Tarefas do exercício>
(a) Indique se cada afirmação está de acordo com o texto sobre a crise na Venezuela, respondendo sim ou não e citando as palavras exatas do texto que o decidem. (i) O documento tem o título "Venezuela, um desastre evitável". (ii) A crise política em Caracas aprofunda-se desde 2010. (iii) As eleições legislativas estão marcadas para Dezembro.
(b) Continue o texto sobre a crise na Venezuela a partir do ponto em que termina.

Texto dado>
● ● ●
O desastre é "evitável", mas a Venezuela está à beira de uma grave crise humanitária
Organização de prevenção de conflitos alerta para as consequências dramáticas da crise económica que está deixar famílias sem comida e doentes sem medicamentos. Tensão na fronteira com a Colômbia pode chegar aos tribunais internacionais.
Intitulado “Venezuela, um desastre evitável”, o documento aponta os efeitos nefastos da crise política em Caracas, que se tem aprofundado desmesuradamente desde 2014, com o fim do diálogo entre o Governo do Presidente Nicolás Maduro e a oposição, e que alimenta receios de uma nova onda de violência, durante a campanha e depois da votação das eleições legislativas marcadas para Dezembro.
● ● ●
[Dados de indicação por expressões referenciais]

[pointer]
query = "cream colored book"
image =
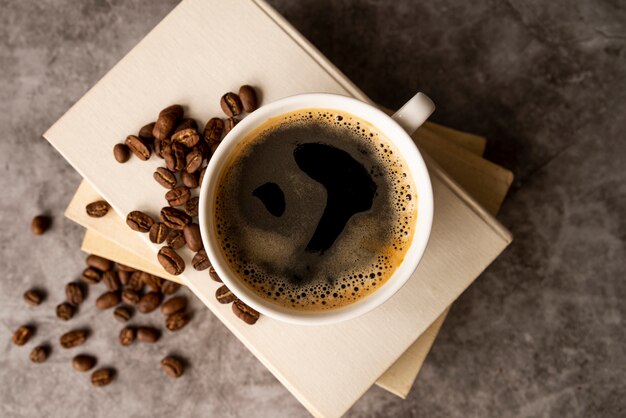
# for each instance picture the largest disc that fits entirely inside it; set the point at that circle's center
(183, 61)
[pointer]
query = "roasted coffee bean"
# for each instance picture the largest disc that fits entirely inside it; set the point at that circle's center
(127, 335)
(173, 367)
(178, 196)
(213, 275)
(130, 296)
(224, 295)
(83, 362)
(74, 294)
(248, 98)
(231, 104)
(40, 224)
(168, 118)
(121, 152)
(91, 275)
(191, 207)
(138, 147)
(102, 377)
(145, 133)
(149, 302)
(194, 160)
(97, 209)
(73, 338)
(188, 137)
(189, 180)
(187, 123)
(139, 221)
(158, 232)
(153, 282)
(174, 155)
(213, 131)
(192, 237)
(99, 263)
(174, 218)
(177, 320)
(111, 281)
(122, 313)
(173, 305)
(108, 300)
(33, 297)
(22, 334)
(169, 287)
(176, 239)
(200, 261)
(148, 334)
(65, 311)
(245, 313)
(39, 354)
(165, 177)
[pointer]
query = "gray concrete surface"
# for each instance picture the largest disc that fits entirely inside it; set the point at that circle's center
(541, 333)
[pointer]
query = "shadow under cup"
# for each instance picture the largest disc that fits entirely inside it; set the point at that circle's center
(239, 142)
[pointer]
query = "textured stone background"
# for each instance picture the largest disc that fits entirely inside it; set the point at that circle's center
(541, 333)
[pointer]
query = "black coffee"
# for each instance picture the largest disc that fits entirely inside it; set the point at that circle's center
(315, 209)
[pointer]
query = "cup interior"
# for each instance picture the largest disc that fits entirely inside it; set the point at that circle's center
(393, 132)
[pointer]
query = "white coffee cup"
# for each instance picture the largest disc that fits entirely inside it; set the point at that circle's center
(396, 129)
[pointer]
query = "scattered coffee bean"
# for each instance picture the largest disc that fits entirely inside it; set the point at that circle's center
(83, 362)
(40, 224)
(98, 262)
(148, 334)
(122, 313)
(39, 354)
(130, 296)
(149, 302)
(165, 177)
(168, 118)
(173, 367)
(190, 180)
(22, 334)
(193, 237)
(177, 321)
(73, 338)
(176, 239)
(138, 147)
(245, 313)
(173, 305)
(200, 261)
(33, 297)
(158, 232)
(174, 218)
(74, 293)
(213, 275)
(231, 104)
(188, 137)
(224, 295)
(145, 133)
(178, 196)
(127, 335)
(108, 300)
(139, 221)
(91, 275)
(112, 281)
(97, 209)
(121, 152)
(65, 311)
(174, 155)
(102, 377)
(248, 98)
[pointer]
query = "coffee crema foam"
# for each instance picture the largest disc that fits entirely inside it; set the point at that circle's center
(269, 251)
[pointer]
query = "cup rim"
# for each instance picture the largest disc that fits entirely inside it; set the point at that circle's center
(412, 158)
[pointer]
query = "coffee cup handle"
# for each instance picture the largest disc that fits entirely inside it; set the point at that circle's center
(414, 112)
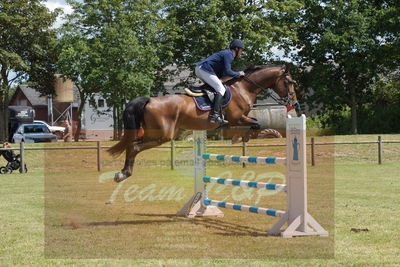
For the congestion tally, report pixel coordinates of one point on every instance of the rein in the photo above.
(280, 100)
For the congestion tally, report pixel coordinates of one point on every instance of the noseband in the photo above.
(288, 99)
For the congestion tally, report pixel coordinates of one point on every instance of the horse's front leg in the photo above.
(131, 153)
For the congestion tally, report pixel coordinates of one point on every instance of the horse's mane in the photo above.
(254, 68)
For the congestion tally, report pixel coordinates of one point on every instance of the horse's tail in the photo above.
(132, 118)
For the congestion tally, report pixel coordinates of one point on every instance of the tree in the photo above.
(26, 49)
(199, 28)
(343, 48)
(111, 48)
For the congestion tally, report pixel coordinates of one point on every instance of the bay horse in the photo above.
(150, 122)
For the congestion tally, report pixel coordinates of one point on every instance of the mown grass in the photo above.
(366, 197)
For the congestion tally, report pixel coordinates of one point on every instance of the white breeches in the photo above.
(210, 79)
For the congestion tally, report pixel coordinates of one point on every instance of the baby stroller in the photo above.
(13, 161)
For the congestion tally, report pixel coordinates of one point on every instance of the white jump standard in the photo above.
(300, 223)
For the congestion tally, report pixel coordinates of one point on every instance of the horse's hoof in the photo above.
(119, 177)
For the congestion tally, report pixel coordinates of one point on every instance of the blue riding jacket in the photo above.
(219, 64)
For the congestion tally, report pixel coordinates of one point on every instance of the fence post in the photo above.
(312, 151)
(379, 149)
(172, 154)
(244, 150)
(98, 156)
(22, 157)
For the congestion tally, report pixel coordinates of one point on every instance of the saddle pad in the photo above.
(203, 103)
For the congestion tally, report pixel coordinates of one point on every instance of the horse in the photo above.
(152, 121)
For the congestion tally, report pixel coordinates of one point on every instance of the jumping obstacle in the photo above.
(299, 221)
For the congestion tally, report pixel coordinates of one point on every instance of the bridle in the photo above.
(282, 100)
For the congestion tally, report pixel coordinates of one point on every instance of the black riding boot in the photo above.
(215, 116)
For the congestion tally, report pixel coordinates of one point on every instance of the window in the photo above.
(100, 103)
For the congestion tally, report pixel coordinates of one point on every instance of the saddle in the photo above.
(204, 96)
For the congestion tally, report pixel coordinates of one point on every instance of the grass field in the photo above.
(63, 212)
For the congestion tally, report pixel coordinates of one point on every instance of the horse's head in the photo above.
(279, 79)
(284, 87)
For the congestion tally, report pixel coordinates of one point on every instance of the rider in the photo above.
(216, 66)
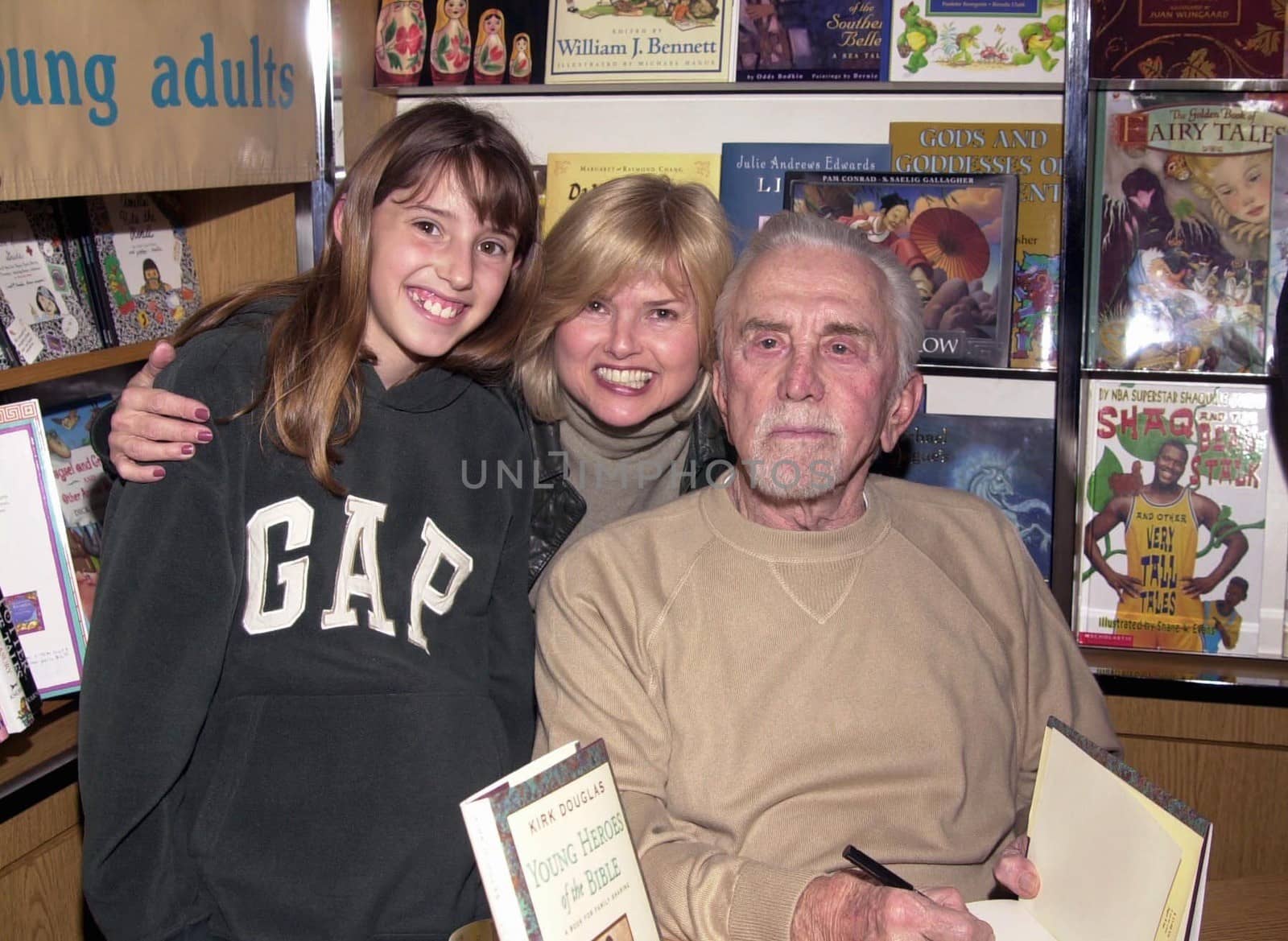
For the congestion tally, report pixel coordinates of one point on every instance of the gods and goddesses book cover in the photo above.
(1182, 232)
(1036, 155)
(956, 236)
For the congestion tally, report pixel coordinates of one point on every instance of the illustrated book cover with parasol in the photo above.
(953, 232)
(1036, 154)
(1182, 232)
(1179, 483)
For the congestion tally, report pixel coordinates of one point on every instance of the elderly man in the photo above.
(811, 657)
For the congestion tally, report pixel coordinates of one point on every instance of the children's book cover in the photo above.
(1188, 39)
(751, 175)
(1174, 519)
(811, 40)
(36, 575)
(978, 41)
(1182, 238)
(457, 43)
(956, 236)
(83, 485)
(568, 175)
(143, 264)
(43, 313)
(1036, 154)
(993, 440)
(642, 40)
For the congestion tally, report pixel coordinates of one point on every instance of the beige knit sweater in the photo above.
(770, 696)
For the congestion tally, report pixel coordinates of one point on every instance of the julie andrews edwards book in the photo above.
(555, 855)
(751, 175)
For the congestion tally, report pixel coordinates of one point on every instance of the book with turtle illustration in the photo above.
(1182, 231)
(1178, 485)
(956, 236)
(978, 41)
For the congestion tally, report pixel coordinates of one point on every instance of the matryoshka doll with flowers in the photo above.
(399, 41)
(489, 47)
(450, 47)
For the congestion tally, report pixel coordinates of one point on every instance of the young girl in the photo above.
(312, 644)
(613, 363)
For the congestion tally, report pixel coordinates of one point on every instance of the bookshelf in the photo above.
(242, 231)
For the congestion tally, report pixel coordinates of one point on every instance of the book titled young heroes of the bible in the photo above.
(555, 855)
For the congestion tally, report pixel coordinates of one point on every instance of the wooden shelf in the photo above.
(1199, 677)
(72, 365)
(51, 743)
(654, 88)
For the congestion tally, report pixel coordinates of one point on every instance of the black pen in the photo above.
(861, 861)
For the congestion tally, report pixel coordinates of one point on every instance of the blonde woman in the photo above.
(450, 45)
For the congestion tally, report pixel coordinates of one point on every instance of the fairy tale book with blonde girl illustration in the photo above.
(1182, 240)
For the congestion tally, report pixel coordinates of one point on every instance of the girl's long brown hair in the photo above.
(312, 388)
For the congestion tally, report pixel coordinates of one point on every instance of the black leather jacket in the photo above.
(557, 506)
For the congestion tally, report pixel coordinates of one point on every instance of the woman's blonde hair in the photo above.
(625, 228)
(312, 389)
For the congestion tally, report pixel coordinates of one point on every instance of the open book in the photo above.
(555, 855)
(1120, 859)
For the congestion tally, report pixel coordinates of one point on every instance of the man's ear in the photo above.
(335, 219)
(903, 410)
(718, 391)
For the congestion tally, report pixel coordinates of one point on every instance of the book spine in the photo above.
(13, 648)
(493, 870)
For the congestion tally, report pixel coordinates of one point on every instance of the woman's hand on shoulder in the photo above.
(155, 425)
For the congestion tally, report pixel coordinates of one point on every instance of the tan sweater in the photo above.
(770, 696)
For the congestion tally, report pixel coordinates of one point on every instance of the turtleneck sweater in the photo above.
(622, 472)
(768, 695)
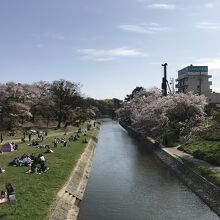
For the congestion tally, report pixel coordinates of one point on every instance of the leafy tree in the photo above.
(65, 96)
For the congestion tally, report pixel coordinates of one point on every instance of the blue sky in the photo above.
(109, 46)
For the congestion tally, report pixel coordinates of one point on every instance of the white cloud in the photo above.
(208, 25)
(209, 5)
(212, 63)
(50, 35)
(162, 6)
(106, 55)
(39, 46)
(144, 28)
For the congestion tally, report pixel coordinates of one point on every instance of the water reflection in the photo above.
(128, 183)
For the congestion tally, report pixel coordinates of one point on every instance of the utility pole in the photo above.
(164, 80)
(200, 83)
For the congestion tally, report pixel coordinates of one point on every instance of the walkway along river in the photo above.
(128, 182)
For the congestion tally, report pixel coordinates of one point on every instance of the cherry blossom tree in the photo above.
(150, 113)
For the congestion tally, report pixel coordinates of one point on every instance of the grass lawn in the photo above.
(203, 149)
(208, 174)
(35, 193)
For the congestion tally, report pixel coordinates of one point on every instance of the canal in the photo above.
(128, 182)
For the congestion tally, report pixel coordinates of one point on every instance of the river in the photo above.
(128, 182)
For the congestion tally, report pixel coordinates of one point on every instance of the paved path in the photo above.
(180, 154)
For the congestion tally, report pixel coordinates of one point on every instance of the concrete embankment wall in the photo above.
(71, 194)
(207, 191)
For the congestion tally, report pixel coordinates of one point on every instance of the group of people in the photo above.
(32, 161)
(8, 194)
(24, 160)
(39, 160)
(57, 141)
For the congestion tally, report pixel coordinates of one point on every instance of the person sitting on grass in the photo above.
(3, 198)
(10, 192)
(2, 170)
(48, 150)
(64, 144)
(85, 141)
(42, 161)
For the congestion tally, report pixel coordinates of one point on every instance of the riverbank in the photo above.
(66, 206)
(207, 191)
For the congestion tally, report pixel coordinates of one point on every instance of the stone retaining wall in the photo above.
(207, 191)
(68, 197)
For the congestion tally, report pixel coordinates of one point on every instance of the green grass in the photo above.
(208, 174)
(203, 149)
(36, 193)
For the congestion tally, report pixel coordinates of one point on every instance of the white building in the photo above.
(196, 79)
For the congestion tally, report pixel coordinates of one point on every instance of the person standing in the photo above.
(29, 136)
(1, 137)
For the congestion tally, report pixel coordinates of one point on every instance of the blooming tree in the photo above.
(149, 112)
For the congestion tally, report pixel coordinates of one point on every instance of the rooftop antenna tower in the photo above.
(164, 80)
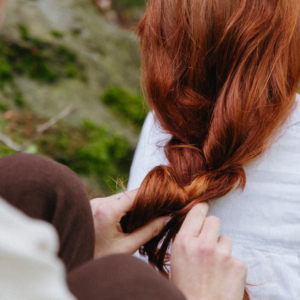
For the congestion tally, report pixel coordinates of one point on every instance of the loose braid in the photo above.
(221, 77)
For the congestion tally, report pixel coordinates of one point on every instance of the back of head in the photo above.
(221, 77)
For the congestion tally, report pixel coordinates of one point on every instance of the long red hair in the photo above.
(221, 77)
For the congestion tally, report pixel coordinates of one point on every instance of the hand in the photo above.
(110, 238)
(201, 263)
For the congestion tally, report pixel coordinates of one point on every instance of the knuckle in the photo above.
(224, 256)
(214, 220)
(182, 242)
(206, 249)
(240, 267)
(105, 211)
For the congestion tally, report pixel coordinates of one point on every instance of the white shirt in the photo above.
(29, 267)
(264, 220)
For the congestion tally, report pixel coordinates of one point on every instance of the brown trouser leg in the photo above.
(120, 277)
(46, 190)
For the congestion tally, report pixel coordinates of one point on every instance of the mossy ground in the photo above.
(88, 150)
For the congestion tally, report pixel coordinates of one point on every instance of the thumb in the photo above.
(143, 235)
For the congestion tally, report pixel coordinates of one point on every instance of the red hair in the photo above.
(221, 77)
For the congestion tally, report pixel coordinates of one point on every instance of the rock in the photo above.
(109, 56)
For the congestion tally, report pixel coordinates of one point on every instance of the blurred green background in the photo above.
(57, 53)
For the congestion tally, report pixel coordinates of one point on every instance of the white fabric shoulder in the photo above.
(263, 221)
(29, 268)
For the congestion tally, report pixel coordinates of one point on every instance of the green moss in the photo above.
(129, 3)
(24, 31)
(129, 107)
(36, 59)
(57, 34)
(89, 150)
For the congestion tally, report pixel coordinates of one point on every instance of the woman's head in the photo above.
(221, 77)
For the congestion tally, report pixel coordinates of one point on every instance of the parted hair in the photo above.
(221, 77)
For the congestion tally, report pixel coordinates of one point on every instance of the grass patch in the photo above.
(128, 107)
(89, 149)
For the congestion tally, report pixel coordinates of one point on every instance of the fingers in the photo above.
(211, 230)
(194, 220)
(225, 243)
(146, 233)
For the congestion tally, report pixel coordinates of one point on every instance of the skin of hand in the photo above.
(201, 263)
(110, 238)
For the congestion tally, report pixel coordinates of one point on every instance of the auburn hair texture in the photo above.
(221, 77)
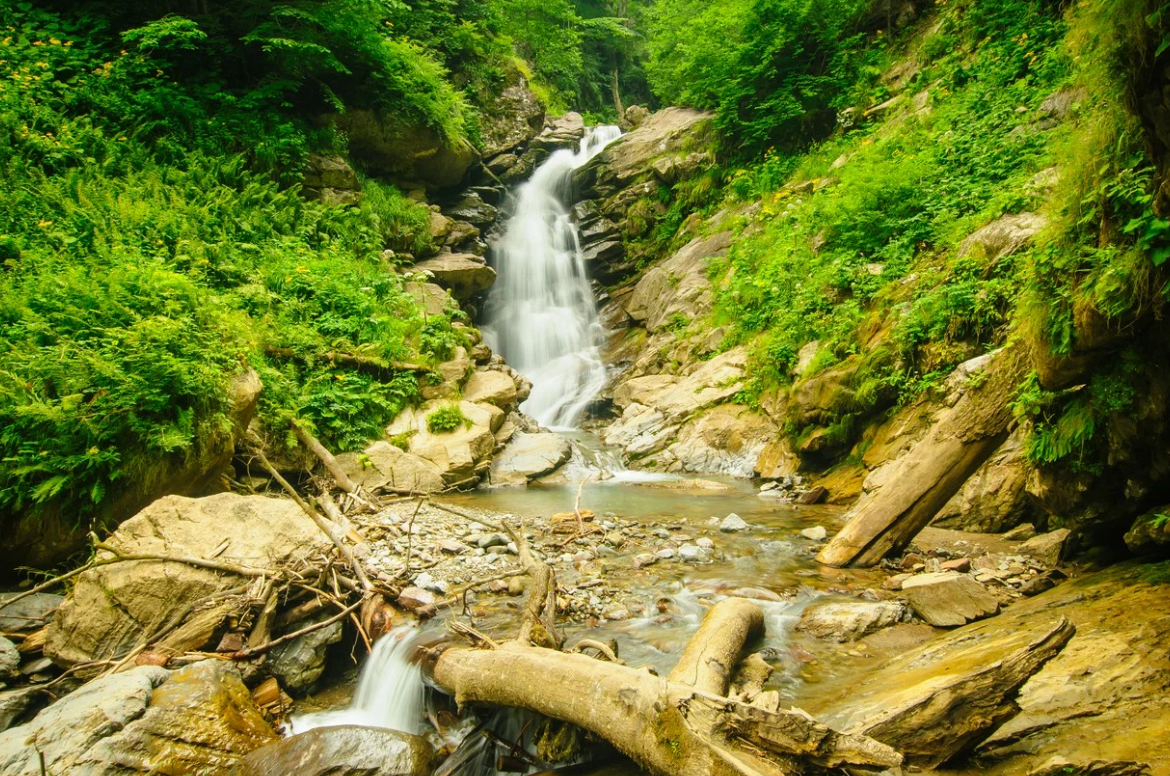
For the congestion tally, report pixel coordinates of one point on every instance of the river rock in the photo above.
(995, 499)
(947, 599)
(463, 274)
(1047, 548)
(733, 523)
(491, 388)
(344, 750)
(29, 612)
(528, 457)
(942, 699)
(386, 467)
(300, 663)
(460, 455)
(1149, 534)
(851, 620)
(145, 720)
(112, 608)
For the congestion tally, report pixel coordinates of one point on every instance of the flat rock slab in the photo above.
(851, 620)
(947, 599)
(941, 700)
(344, 750)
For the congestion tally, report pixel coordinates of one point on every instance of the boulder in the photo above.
(385, 467)
(725, 439)
(490, 386)
(510, 118)
(1003, 237)
(9, 659)
(528, 457)
(344, 750)
(145, 720)
(29, 612)
(463, 274)
(996, 498)
(1149, 534)
(945, 599)
(460, 455)
(678, 286)
(112, 608)
(46, 537)
(298, 664)
(941, 700)
(850, 622)
(397, 149)
(1047, 548)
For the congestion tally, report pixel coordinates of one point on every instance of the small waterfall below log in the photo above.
(542, 316)
(390, 692)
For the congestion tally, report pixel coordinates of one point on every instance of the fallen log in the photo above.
(679, 726)
(933, 471)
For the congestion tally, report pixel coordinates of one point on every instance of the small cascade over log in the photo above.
(542, 315)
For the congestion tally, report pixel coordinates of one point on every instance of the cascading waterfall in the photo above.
(390, 691)
(542, 316)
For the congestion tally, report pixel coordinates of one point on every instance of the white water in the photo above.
(542, 316)
(390, 691)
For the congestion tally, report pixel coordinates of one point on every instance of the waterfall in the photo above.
(390, 691)
(542, 316)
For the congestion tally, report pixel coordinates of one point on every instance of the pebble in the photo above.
(733, 523)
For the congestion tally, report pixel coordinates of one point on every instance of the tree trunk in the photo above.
● ● ●
Respostas por ordem>
(a) (i) Sim: «Intitulado “Venezuela, um desastre evitável”». (ii) Não: «que se tem aprofundado desmesuradamente desde 2014». (iii) Sim: «eleições legislativas marcadas para Dezembro».

(b)
Mas com as atenções viradas para o conflito político, “um outro aspecto do drama” em curso na Venezuela tem passado despercebido, lamenta a organização: “o problema social, que se não for abordado rapidamente e de forma contundente poderá converter-se numa grave crise humanitária, com um impacto sísmico na política e na sociedade”.
Para o ICC, um think tank internacional cuja missão é prevenir os conflitos no mundo, a combinação de uma série de factores e desenvolvimentos negativos produziu um quadro de pobreza, sofrimento e que se assemelha àquele que se verifica em locais devastados por desastres naturais. Entre eles está a “queda pronunciada dos rendimentos reais das famílias, a vincada escassez de alimentos básicos, medicamentos e outros produtos de primeira necessidade” e ainda o “colapso dos serviços sanitários e do sistema de saúde”.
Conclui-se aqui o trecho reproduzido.